··· Provided data ···

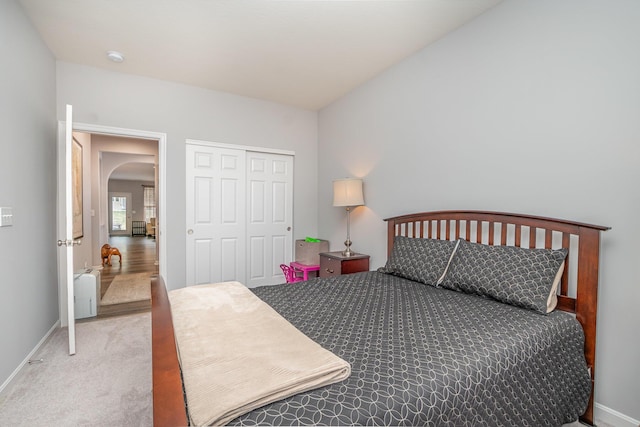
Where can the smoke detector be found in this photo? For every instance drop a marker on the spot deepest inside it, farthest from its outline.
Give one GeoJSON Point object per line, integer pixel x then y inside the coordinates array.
{"type": "Point", "coordinates": [115, 56]}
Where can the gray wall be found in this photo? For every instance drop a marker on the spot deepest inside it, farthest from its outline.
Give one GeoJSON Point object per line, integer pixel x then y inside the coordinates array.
{"type": "Point", "coordinates": [534, 107]}
{"type": "Point", "coordinates": [183, 112]}
{"type": "Point", "coordinates": [137, 195]}
{"type": "Point", "coordinates": [28, 271]}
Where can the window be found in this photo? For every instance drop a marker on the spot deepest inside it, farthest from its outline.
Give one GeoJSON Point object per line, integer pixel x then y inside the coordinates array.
{"type": "Point", "coordinates": [149, 203]}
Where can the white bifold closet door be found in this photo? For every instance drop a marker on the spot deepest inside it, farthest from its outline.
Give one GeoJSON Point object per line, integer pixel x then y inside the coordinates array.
{"type": "Point", "coordinates": [239, 215]}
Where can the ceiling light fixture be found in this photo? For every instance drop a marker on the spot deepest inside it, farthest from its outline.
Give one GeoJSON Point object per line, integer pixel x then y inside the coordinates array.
{"type": "Point", "coordinates": [115, 56]}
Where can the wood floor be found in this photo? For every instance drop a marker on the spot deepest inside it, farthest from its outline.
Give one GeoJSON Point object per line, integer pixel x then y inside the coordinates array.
{"type": "Point", "coordinates": [138, 256]}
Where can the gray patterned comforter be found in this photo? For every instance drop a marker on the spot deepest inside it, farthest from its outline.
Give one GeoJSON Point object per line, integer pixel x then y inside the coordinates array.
{"type": "Point", "coordinates": [426, 356]}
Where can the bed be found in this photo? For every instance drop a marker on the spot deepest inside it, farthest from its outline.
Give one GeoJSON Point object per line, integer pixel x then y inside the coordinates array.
{"type": "Point", "coordinates": [444, 353]}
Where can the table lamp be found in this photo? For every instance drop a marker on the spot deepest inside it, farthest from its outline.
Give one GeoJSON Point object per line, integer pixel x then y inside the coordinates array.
{"type": "Point", "coordinates": [348, 193]}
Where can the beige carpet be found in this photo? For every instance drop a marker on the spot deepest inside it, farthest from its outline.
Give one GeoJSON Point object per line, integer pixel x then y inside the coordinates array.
{"type": "Point", "coordinates": [128, 288]}
{"type": "Point", "coordinates": [106, 384]}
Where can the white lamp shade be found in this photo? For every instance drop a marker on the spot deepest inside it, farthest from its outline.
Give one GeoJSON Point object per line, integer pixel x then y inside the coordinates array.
{"type": "Point", "coordinates": [347, 192]}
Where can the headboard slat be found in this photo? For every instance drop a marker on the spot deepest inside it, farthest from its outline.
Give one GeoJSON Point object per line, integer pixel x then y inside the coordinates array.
{"type": "Point", "coordinates": [584, 305]}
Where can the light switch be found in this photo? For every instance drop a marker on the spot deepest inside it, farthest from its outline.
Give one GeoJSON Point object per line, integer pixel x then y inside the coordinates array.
{"type": "Point", "coordinates": [6, 217]}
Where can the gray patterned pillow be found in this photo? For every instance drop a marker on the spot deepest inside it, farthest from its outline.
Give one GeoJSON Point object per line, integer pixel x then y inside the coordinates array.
{"type": "Point", "coordinates": [420, 260]}
{"type": "Point", "coordinates": [516, 276]}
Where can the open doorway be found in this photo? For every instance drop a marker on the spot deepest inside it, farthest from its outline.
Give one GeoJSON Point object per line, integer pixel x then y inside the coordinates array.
{"type": "Point", "coordinates": [117, 161]}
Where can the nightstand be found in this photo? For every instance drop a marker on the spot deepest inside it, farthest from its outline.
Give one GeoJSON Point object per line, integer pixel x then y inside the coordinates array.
{"type": "Point", "coordinates": [335, 264]}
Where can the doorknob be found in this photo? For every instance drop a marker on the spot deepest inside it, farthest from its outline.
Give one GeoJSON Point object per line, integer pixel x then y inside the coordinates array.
{"type": "Point", "coordinates": [69, 242]}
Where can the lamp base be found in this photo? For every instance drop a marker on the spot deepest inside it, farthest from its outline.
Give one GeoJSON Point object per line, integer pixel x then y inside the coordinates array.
{"type": "Point", "coordinates": [348, 252]}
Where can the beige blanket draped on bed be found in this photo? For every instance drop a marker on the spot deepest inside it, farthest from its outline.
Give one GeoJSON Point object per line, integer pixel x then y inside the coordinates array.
{"type": "Point", "coordinates": [237, 353]}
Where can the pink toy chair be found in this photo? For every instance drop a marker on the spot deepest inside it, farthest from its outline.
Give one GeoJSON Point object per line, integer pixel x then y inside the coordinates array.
{"type": "Point", "coordinates": [290, 274]}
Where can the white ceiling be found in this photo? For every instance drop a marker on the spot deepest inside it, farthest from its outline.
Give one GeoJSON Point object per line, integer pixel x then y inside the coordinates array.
{"type": "Point", "coordinates": [305, 53]}
{"type": "Point", "coordinates": [135, 172]}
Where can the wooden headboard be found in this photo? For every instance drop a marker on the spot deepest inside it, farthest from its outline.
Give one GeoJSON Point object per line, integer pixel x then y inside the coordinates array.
{"type": "Point", "coordinates": [581, 298]}
{"type": "Point", "coordinates": [578, 291]}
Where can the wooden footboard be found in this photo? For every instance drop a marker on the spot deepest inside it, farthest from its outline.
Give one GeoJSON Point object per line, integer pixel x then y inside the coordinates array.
{"type": "Point", "coordinates": [169, 408]}
{"type": "Point", "coordinates": [492, 228]}
{"type": "Point", "coordinates": [496, 228]}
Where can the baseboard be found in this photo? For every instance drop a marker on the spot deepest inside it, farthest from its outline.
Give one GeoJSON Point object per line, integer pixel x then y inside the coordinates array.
{"type": "Point", "coordinates": [613, 418]}
{"type": "Point", "coordinates": [26, 359]}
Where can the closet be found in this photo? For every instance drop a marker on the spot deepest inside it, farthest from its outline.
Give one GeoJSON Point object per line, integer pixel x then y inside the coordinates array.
{"type": "Point", "coordinates": [239, 210]}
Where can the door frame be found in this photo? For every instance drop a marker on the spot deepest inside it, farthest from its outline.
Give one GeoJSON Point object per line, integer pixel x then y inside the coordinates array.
{"type": "Point", "coordinates": [162, 194]}
{"type": "Point", "coordinates": [128, 196]}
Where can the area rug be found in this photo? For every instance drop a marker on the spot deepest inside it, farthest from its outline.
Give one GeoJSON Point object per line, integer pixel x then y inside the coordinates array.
{"type": "Point", "coordinates": [128, 288]}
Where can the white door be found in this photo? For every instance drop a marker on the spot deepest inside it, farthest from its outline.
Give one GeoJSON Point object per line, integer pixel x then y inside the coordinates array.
{"type": "Point", "coordinates": [65, 228]}
{"type": "Point", "coordinates": [269, 217]}
{"type": "Point", "coordinates": [239, 215]}
{"type": "Point", "coordinates": [120, 214]}
{"type": "Point", "coordinates": [215, 214]}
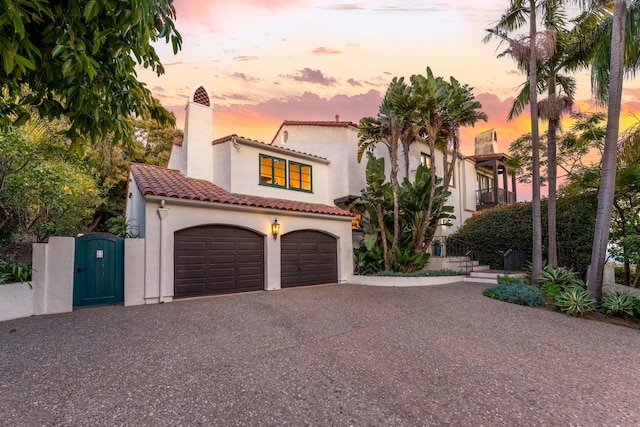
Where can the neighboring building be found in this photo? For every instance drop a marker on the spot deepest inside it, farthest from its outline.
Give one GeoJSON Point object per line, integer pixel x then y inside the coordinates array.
{"type": "Point", "coordinates": [472, 184]}
{"type": "Point", "coordinates": [207, 219]}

···

Word for word, restate the lines from the one containing "Where can the area" through the end of the listing, and nothing more. Skip the pictures.

Where can the area rug be found in this photo? For every instance drop a marker on the spot deepest inside it, farthest from its outline.
Give one GeoJSON Point object per line, integer pixel x then y inside the coordinates array.
{"type": "Point", "coordinates": [128, 288]}
Where can the white door be found in this photo? For every instance drop a marker on the spot deepest inside it, farthest from its outline.
Give one GeoJSON Point object per line, integer pixel x then y inside the coordinates array.
{"type": "Point", "coordinates": [65, 228]}
{"type": "Point", "coordinates": [269, 217]}
{"type": "Point", "coordinates": [239, 215]}
{"type": "Point", "coordinates": [120, 214]}
{"type": "Point", "coordinates": [215, 214]}
Where can the neighboring building be found in this photo? For every instance drop a marker on the spot deepest inside it, farthest from its outline.
Give one GeoJSON Point object per line, integer pixel x then y inside the coordinates array.
{"type": "Point", "coordinates": [472, 184]}
{"type": "Point", "coordinates": [207, 219]}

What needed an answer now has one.